José María Ruiz Soroa
¿Hablamos de amor o hablamos de sexo?
(eldiario.es, 16 de octubre de 2015).

Suena de nuevo con alegre ímpetu el himno redentor del federalismo. Dice su estribillo que una planta federal de nuestra organización territorial haría que los problemas actuales de articulación e integración de nacionalidades y regiones se resolvieran casi por ensalmo. Y se cantan por ello las virtudes de una Cámara Federal, unas listas cerradas y taxativas de competencias, unas reglas sobre la solidaridad interterritorial, e cosí via.

Sin embargo, no exponen los redencionistas con mínima claridad algo que en el fondo todos saben (sabemos) perfectamente: que una reformulación del sistema autonómico en clave federal no tendrá virtualidad alguna para integrar a las nacionalidades nacionalistas si no es mediante el establecimiento de una excepción al régimen común en su favor. O sea, el sexo.

Porque lo que los nacionalistas catalanes y vascos exigen (aunque éstos últimos ya lo poseen en un amplio grado) no es un régimen general federal o superfederal o mediopensionista, sino algo muy distinto: exigen un régimen excepcional que coloque a su Comunidad o nación al margen del régimen general. Sin excepción no hay integración, esa es la regla del juego catalán y vasco, aunque con una coda ominosa: incluso con excepción, la integración es sólo transitoria y siempre revisable.

Resulta entonces que si la reflexión quiere dotarse de una mínima consistencia argumental y transparencia democrática, lo que procede es hablar y discutir de la futura excepción y no de la futura regla general. La regla general la pueden pactar mañana mismo PP, PSOE y adláteres y todas las Comunidades no nacionalistas la aceptarán volis nolis, puesto que políticamente están controladas por ellos. Su debate es poco más que una cuestión técnica de desarrollo del sistema autonómico. Pero la excepción no pueden pactarla sino con unos terceros, los nacionalistas hegemónicos en Cataluña y País Vasco, y es la cuestión política por excelencia de la integración hispana. La “madre de todas las batallas” por emplear una terminología rimbombante. Así que … hablemos de la excepción.

En este punto, se me ocurre que para articular la exposición de una manera que resulte ilustrativa, podríamos hacerlo en forma de preguntas separadas y sucesivas (aun sin desconocer que hay una imbricación entre ellas). Sonaría así: excepción sí, pero… ¿excepción a qué?, ¿excepción por qué?, ¿excepción cómo? y ¿excepción a cambio de qué?
La primera cuestión nos lleva a reflexionar sobre los límites substantivos de una excepción vasca o catalana al régimen común español. Porque parece que debe tenerlos, de lo contrario no sería una excepción sino una exclusión (separación) total. Y surgen entonces las cuestiones candentes: ¿puede la excepción serlo al principio de igualdad ciudadana en derechos prestacionales? Dicho en términos económicos: ¿será admitido que los ciudadanos vascos o catalanes dispongan, a igualdad de esfuerzo fiscal por su parte, de una financiación pública para enseñanza, sanidad o dependencia que sea sensiblemente superior a la de los demás españoles, por el simple hecho de que el PIB de su territorio es superior? Populares y socialistas entonan siempre la música de la igualdad y la solidaridad, pero aceptan calladitos desde hace decenios la letra pequeña de la excepción vasca y navarra, donde los ciudadanos poseen “el doble” de derechos prestacionales que en el resto de España (financiación pública por habitante en el País Vasco 3.868 euro, financiación media española 2.077 euro, datos 2.012) ¿Será así también en Cataluña?
________________________
CONSIGNA ESCRITA A:
Vuelve a escribir las entradas desde la línea que contiene "Can you see the hand" hasta el final de las entradas, con cada línea completa. Desplaza en 34 cada número de las coordenadas de las respuestas.

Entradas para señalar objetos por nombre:
________________________
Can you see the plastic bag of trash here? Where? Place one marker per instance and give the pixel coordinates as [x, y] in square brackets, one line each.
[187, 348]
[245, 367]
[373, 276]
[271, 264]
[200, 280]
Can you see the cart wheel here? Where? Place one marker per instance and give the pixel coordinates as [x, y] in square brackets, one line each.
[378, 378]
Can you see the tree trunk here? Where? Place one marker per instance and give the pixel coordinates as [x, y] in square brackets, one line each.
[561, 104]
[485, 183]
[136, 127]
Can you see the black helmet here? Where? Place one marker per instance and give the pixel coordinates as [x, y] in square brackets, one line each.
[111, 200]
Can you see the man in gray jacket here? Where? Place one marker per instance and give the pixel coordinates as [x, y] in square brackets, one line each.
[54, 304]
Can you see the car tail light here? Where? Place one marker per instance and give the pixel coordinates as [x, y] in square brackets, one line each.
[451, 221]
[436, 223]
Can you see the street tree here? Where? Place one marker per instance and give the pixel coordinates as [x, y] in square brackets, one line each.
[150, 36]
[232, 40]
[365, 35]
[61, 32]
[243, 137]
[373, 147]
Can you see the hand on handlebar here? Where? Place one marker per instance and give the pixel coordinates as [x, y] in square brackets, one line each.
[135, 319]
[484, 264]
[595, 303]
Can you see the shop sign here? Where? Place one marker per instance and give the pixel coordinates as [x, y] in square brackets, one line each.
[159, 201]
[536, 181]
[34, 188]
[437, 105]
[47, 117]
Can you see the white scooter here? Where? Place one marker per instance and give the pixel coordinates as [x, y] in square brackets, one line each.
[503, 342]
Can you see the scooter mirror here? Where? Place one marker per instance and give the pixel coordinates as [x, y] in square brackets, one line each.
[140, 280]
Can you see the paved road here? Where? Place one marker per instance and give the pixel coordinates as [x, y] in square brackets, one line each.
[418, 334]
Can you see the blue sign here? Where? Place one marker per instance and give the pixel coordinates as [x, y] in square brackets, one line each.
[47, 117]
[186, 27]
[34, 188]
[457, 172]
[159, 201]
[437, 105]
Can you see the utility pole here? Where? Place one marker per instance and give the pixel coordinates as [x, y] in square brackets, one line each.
________________________
CONSIGNA ESCRITA B:
Responde según el artículo sobre el federalismo:
(i) ¿En qué medio y en qué fecha se publicó?
(ii) ¿Cuál es la financiación pública por habitante en el País Vasco que da el artículo?
(iii) ¿Qué tipo de régimen exigen los nacionalistas catalanes y vascos, según el texto?

SOLUCIÓN DEL EJERCICIO A:
Can you see the hand on handlebar here? Where? Place one marker per instance and give the pixel coordinates as [x, y] in square brackets, one line each.
[169, 353]
[518, 298]
[629, 337]
Can you see the shop sign here? Where? Place one marker per instance and give the pixel coordinates as [x, y] in square brackets, one line each.
[193, 235]
[570, 215]
[68, 222]
[471, 139]
[81, 151]
Can you see the white scooter here? Where? Place one marker per instance and give the pixel coordinates as [x, y] in square brackets, one line each.
[537, 376]
Can you see the scooter mirror here? Where? Place one marker per instance and give the pixel coordinates as [x, y] in square brackets, one line each.
[174, 314]
Can you see the paved road here? Where? Place one marker per instance and give the pixel coordinates as [x, y] in square brackets, one line each.
[452, 368]
Can you see the blue sign here? Where? Place one marker per instance and give the pixel coordinates as [x, y] in square brackets, one line each.
[81, 151]
[220, 61]
[68, 222]
[491, 206]
[193, 235]
[471, 139]
Can you see the utility pole here? Where? Place one marker per instance and give the pixel coordinates as [x, y] in square brackets, one line each.

SOLUCIÓN DEL EJERCICIO B:
(i) En eldiario.es, el 16 de octubre de 2015.
(ii) 3.868 euro.
(iii) Un régimen excepcional que coloque a su Comunidad o nación al margen del régimen general.